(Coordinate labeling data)
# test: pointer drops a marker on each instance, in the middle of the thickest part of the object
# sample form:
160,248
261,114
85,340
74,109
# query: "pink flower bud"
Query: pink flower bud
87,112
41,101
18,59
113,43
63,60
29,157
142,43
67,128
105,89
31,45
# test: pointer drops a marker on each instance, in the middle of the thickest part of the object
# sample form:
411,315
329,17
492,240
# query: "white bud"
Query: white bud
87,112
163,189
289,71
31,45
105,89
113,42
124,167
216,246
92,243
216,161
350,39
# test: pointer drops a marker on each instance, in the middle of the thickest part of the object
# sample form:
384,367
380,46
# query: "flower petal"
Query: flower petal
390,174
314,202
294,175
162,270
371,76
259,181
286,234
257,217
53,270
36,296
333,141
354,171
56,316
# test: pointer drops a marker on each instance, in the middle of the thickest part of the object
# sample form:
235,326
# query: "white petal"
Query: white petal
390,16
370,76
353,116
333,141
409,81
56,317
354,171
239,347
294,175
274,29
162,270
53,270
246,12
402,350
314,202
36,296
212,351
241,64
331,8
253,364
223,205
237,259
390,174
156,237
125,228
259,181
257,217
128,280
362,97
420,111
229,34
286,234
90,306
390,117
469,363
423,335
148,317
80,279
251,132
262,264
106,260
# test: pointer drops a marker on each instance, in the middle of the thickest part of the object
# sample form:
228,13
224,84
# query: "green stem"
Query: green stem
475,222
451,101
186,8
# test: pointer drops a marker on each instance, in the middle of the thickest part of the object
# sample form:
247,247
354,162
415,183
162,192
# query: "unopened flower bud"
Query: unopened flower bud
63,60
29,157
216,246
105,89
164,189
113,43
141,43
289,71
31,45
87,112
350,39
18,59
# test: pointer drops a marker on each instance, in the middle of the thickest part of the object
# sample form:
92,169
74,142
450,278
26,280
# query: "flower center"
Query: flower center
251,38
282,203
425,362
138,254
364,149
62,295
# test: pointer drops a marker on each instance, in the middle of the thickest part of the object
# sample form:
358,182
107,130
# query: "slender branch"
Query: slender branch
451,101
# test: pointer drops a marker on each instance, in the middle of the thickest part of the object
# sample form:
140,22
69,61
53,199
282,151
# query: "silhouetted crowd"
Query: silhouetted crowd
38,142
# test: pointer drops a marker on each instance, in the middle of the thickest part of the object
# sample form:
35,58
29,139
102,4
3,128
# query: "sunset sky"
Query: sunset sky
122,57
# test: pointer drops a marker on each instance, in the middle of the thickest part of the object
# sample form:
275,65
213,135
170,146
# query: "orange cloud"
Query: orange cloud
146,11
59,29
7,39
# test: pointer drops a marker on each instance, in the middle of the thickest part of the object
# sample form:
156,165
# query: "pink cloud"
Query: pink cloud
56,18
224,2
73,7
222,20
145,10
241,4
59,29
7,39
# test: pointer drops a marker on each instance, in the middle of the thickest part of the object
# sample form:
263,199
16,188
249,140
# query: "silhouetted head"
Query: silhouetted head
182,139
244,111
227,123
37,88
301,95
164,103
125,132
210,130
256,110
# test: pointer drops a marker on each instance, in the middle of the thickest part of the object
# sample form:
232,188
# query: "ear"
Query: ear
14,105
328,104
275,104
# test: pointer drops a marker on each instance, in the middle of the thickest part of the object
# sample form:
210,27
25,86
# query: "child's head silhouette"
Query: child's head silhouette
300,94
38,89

Exercise objective:
State only the number of lines in the material that contain the string "slender", matching its case exactly.

Task output:
2